Locate every line in the items below that contains the string "dark", and copy each such line. Treat the match as case-sensitive.

=== Input data ===

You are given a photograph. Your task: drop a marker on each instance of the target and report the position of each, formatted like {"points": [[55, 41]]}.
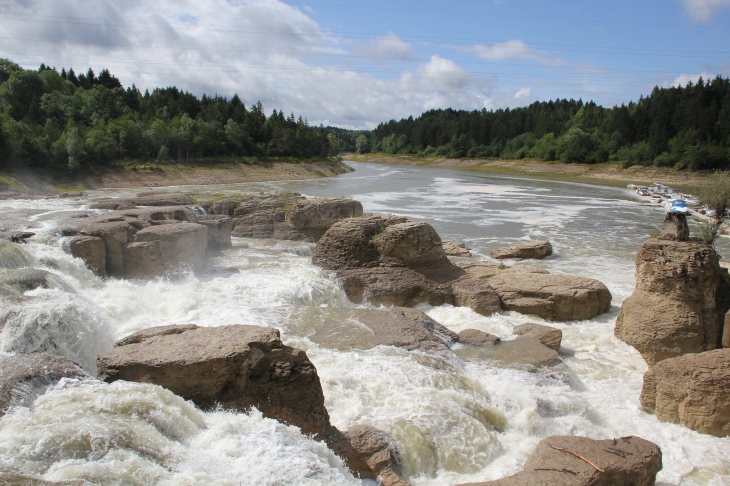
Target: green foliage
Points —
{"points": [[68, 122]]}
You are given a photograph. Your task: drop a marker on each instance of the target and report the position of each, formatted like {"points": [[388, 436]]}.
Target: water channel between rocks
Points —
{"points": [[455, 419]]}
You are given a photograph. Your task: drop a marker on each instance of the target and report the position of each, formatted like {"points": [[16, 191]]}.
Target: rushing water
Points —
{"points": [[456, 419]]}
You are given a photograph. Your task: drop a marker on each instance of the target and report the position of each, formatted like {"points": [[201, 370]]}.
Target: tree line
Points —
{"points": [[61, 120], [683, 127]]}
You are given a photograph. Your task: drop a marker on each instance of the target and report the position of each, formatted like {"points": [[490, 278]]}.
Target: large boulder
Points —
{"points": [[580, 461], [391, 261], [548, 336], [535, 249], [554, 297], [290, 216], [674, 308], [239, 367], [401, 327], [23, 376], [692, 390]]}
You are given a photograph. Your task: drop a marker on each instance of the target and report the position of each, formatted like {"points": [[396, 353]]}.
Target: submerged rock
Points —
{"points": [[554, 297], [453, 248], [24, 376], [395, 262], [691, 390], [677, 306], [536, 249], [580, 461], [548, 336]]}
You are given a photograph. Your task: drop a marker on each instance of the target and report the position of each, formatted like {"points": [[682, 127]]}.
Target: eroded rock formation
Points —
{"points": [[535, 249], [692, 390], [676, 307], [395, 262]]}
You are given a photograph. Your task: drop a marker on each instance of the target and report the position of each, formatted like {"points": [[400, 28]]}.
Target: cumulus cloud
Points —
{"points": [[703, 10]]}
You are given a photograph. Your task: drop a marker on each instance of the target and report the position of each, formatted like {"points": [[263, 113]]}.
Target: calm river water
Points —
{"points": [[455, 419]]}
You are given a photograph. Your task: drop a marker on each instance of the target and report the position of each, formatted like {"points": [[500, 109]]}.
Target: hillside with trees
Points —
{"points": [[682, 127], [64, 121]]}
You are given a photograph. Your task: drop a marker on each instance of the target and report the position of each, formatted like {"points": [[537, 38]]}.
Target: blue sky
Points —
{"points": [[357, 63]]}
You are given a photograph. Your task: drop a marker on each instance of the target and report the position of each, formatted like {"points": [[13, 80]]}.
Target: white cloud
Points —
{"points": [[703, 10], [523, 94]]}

===
=== Input data ===

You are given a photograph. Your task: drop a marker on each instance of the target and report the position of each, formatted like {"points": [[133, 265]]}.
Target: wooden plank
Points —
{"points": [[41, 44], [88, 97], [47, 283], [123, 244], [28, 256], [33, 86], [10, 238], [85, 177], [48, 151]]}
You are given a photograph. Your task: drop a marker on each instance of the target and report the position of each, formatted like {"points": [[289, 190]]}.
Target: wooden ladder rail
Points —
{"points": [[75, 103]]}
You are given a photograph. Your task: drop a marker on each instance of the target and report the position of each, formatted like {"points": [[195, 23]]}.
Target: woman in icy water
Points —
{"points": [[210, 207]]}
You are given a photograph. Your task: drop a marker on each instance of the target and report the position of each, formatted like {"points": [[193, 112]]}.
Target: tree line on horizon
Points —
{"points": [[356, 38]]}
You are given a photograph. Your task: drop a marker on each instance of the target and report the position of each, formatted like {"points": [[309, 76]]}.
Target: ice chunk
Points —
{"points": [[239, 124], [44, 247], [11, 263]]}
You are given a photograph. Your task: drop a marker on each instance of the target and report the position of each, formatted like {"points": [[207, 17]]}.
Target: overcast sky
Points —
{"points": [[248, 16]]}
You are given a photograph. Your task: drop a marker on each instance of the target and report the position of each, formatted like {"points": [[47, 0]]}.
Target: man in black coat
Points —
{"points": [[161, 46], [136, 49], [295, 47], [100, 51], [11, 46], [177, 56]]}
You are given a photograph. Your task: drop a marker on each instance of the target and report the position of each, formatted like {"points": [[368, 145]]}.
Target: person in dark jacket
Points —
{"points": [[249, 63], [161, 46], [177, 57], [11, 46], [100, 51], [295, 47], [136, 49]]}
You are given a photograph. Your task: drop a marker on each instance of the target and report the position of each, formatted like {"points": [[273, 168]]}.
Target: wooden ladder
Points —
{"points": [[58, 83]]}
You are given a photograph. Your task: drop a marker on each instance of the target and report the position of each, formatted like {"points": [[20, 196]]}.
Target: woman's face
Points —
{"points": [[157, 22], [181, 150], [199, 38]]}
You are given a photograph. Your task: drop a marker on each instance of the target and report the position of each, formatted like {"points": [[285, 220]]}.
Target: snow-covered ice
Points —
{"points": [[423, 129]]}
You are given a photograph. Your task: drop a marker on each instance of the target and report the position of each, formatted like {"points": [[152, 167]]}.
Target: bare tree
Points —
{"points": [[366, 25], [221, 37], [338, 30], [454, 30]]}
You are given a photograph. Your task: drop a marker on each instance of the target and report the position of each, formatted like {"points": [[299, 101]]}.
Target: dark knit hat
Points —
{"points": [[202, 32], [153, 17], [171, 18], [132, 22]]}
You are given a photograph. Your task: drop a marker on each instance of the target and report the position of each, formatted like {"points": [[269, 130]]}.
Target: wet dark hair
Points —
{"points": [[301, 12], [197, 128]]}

===

## Finished task
Target: person in dark jacket
Target: dark knit hat
Target: wet dark hair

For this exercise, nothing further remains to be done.